- _Soal Tertulis 1_
Ubah paragraf berawalan "Sikap Indonesia ini menunjukkan" dalam teks tentang keamanan maritim Indonesia di bawah menjadi daftar berpoin yang lebih ringkas. Pertahankan fakta-fakta utamanya.

- _Kutipan Terpilih_

Natuna (Samudranesia) – Indonesia merupakan negara yang memiliki nilai strategis dalam konteks geopolitik dan geostrategi kepentingan negara-negara besar di dunia. Sebagai sebuah negara non-blok, maka pendekatan hubungan internasional dengan negara-negara dunia lainnya adalah berdasarkan prinsip kemerdekaan dan kesetaraan sehingga pendekatannya selalu mengutamakan konsensus bersama.
Demikian juga dalam konteks keamanan maritim yang luas, Indonesia terus mendorong kesepakatan bersama dan kesepahaman dalam cara pandang terhadap domain keamanan maritim. Indonesia senantiasa mendorong langkah dan upaya untuk turut menciptakan keamanan maritim yang kondusif sehingga dapat mendukung aktivitas perekonomian nasional, regional dan bahkan global.
Indonesia mengambil peran sentral dalam mendorong agar IUUF dapat ditetapkan sebagai kejahatan transnational mengingat dampak luas yang ditimbulkan . Demikian juga dalam konteks regional khususnya permasalahan di laut china selatan, Indonesia menjadi salah satu pelopor declaration of conduct dan secara tegas mendukung keputusan Permanent Court of Arbitration sebagaimana ditegaskan kembali oleh permanent mission Indonesia untuk PBB dalam surat yang disampaikan pada tanggal 26 Mei 2020.
Sikap Indonesia ini menunjukkan keseriusan Indonesia terhadap meningkatnya eskalasi di laut China Selatan belakangan ini yang dipicu dengan sikap asertif china dalam bentuk implementasi kegiatan-kegiatan yang cenderung provokatif di laut china selatan seperti Blue Sea Campaign 2020, pelarangan penangkapan ikan di Paracel, penetapan 2 distrik dan penamaan 80 gugusan pulau karang dan fitur lainnya di Laut China Selatan. Permasalahan di Laut China Selatan memiliki potensi konflik dengan Indonesia, bukan dalam konteks batas wilayah teritorial tetapi dalam konteks wilayah yurisdiksi pengelolaan sumber daya alam.

- _Soal Tertulis 2_
Kembalikan secara utuh setiap baris catatan di bawah yang mengandung kata "toilet".

- _Bahan Masukan_
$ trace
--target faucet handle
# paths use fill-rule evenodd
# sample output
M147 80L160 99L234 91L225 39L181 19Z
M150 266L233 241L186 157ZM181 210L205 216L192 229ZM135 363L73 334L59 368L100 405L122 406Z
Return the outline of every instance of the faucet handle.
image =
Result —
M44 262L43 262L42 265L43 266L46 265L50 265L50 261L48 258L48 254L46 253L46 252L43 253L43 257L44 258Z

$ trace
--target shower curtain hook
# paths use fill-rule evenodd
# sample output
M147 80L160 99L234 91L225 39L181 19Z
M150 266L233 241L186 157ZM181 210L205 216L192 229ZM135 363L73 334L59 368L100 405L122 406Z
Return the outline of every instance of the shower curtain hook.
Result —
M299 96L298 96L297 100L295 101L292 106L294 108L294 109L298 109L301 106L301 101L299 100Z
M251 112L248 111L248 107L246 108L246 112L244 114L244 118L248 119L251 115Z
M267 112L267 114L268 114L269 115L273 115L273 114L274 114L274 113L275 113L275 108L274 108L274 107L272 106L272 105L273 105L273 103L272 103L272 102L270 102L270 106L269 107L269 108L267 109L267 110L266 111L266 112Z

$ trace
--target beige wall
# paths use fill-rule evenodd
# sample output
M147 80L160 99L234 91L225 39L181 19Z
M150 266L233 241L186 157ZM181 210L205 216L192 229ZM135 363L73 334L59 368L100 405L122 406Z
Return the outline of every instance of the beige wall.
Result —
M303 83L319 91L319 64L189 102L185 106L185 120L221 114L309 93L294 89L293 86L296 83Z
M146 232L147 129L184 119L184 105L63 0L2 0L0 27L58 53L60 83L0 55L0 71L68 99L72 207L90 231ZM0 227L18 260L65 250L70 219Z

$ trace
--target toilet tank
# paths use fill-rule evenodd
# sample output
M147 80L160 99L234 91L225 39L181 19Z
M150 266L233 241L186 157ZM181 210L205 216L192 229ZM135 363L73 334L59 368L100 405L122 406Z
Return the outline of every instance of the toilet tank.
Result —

- _Jawaban Tugas 1_
- Sikap Indonesia menunjukkan keseriusannya terhadap meningkatnya eskalasi di Laut China Selatan belakangan ini.
- Eskalasi itu dipicu sikap asertif China berupa kegiatan yang cenderung provokatif:
  - Blue Sea Campaign 2020
  - pelarangan penangkapan ikan di Paracel
  - penetapan 2 distrik
  - penamaan 80 gugusan pulau karang dan fitur lainnya
- Permasalahan di Laut China Selatan berpotensi menimbulkan konflik dengan Indonesia. Konflik itu tidak menyangkut batas wilayah teritorial, tetapi wilayah yurisdiksi pengelolaan sumber daya alam.

- _Jawaban Tugas 2_
--target toilet tank
Return the outline of every instance of the toilet tank.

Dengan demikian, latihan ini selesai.